# TEXTE À EXAMINER
■ ■ ■ ■

27/11/2023 (2023-11-27)
[Source : maisonsaine.ca]
[Illustration : source]
Par Dre Martha Herbert
Si quelqu’un m’avait demandé il y a près de 20 ans, lorsque j’ai commencé à travailler dans la recherche sur l’autisme et à voir des patients atteints d’autisme, si les champs électromagnétiques (CEM) domestiques ou les rayonnements de radiofréquence (RF) du sans-fil avaient quelque chose à voir avec l’autisme, je n’aurais eu aucune idée de ce dont il parlait. À l’époque, j’étais déjà accro aux ordinateurs et au courrier électronique. Mais le Web était nouveau et nous n’utilisions pas de téléphones portables, donc il n’y avait pas d’antennes relais. J’avais un four à micro-ondes et l’utilisais pour chauffer ma nourriture avec seulement les préoccupations les plus vagues.

■ ■ ■ ■

# Données issues d'un jeu de données
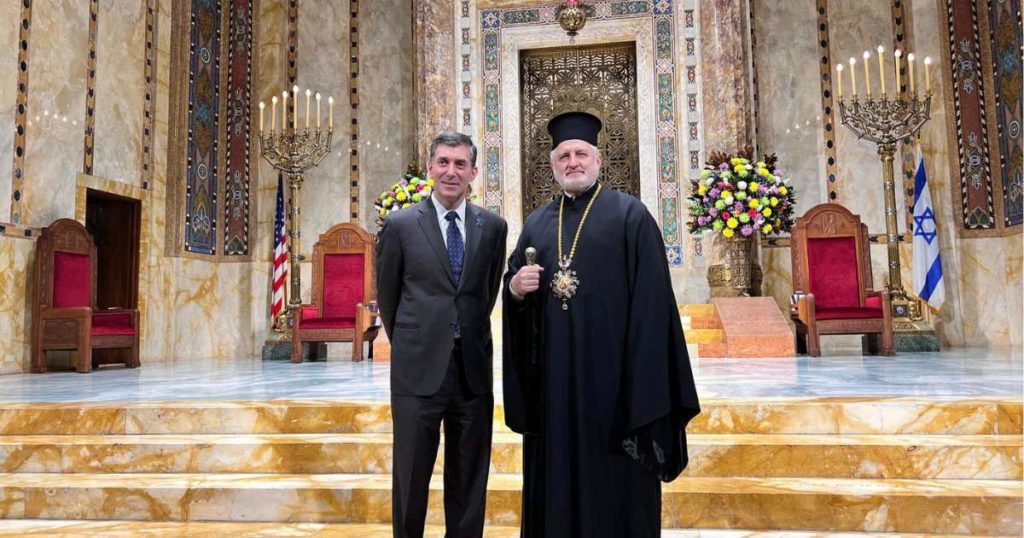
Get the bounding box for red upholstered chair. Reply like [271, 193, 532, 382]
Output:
[292, 222, 380, 363]
[32, 218, 139, 373]
[791, 204, 895, 357]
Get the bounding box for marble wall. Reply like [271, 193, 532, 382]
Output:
[359, 0, 415, 232]
[755, 0, 1024, 345]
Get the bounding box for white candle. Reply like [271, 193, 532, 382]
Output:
[270, 95, 278, 132]
[836, 64, 843, 100]
[850, 56, 857, 98]
[863, 50, 871, 98]
[316, 91, 319, 131]
[879, 45, 886, 97]
[893, 48, 903, 96]
[906, 52, 918, 95]
[925, 56, 932, 93]
[306, 89, 313, 129]
[281, 90, 288, 131]
[292, 84, 299, 130]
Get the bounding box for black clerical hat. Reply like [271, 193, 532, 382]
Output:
[548, 112, 601, 150]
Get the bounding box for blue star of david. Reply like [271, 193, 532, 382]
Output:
[913, 207, 937, 245]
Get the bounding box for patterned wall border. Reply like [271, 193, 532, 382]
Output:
[288, 0, 299, 86]
[142, 0, 160, 189]
[682, 0, 704, 256]
[348, 0, 359, 221]
[816, 0, 839, 203]
[184, 0, 222, 254]
[223, 0, 253, 256]
[944, 0, 996, 232]
[82, 0, 99, 174]
[985, 0, 1024, 226]
[7, 1, 32, 224]
[480, 0, 682, 265]
[456, 0, 473, 133]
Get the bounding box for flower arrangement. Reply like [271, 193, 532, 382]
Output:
[687, 147, 797, 239]
[374, 164, 434, 225]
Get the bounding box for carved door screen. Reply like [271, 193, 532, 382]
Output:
[520, 42, 640, 216]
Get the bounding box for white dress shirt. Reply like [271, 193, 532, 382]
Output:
[430, 194, 466, 248]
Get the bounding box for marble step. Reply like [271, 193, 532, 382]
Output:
[0, 395, 1024, 436]
[0, 432, 1024, 481]
[0, 473, 1024, 536]
[0, 520, 1004, 538]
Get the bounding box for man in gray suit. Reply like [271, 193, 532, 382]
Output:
[377, 133, 508, 538]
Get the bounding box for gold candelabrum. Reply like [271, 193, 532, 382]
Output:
[259, 86, 334, 327]
[836, 46, 932, 331]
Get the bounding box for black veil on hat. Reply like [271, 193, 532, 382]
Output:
[548, 112, 601, 150]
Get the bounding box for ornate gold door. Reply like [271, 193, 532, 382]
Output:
[520, 43, 640, 216]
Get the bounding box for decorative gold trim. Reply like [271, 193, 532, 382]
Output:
[816, 0, 839, 203]
[10, 2, 32, 224]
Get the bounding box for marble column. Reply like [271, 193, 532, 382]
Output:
[413, 0, 458, 163]
[700, 0, 754, 296]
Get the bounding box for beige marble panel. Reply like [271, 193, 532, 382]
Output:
[699, 0, 754, 152]
[495, 17, 660, 244]
[0, 2, 20, 222]
[0, 236, 36, 374]
[358, 0, 415, 232]
[23, 0, 89, 226]
[413, 0, 459, 162]
[93, 0, 145, 185]
[754, 0, 828, 214]
[297, 0, 352, 256]
[172, 258, 256, 359]
[139, 1, 175, 366]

■ ■ ■ ■

# CONSIGNE
Recopiez mot pour mot le passage du texte sur l'autisme et les ondes qui va de « [Source : maisonsaine.ca] » jusqu'à « les plus vagues. ».

# ZONE DE RÉPONSE
[Source : maisonsaine.ca]
[Illustration : source]
Par Dre Martha Herbert
Si quelqu’un m’avait demandé il y a près de 20 ans, lorsque j’ai commencé à travailler dans la recherche sur l’autisme et à voir des patients atteints d’autisme, si les champs électromagnétiques (CEM) domestiques ou les rayonnements de radiofréquence (RF) du sans-fil avaient quelque chose à voir avec l’autisme, je n’aurais eu aucune idée de ce dont il parlait. À l’époque, j’étais déjà accro aux ordinateurs et au courrier électronique. Mais le Web était nouveau et nous n’utilisions pas de téléphones portables, donc il n’y avait pas d’antennes relais. J’avais un four à micro-ondes et l’utilisais pour chauffer ma nourriture avec seulement les préoccupations les plus vagues.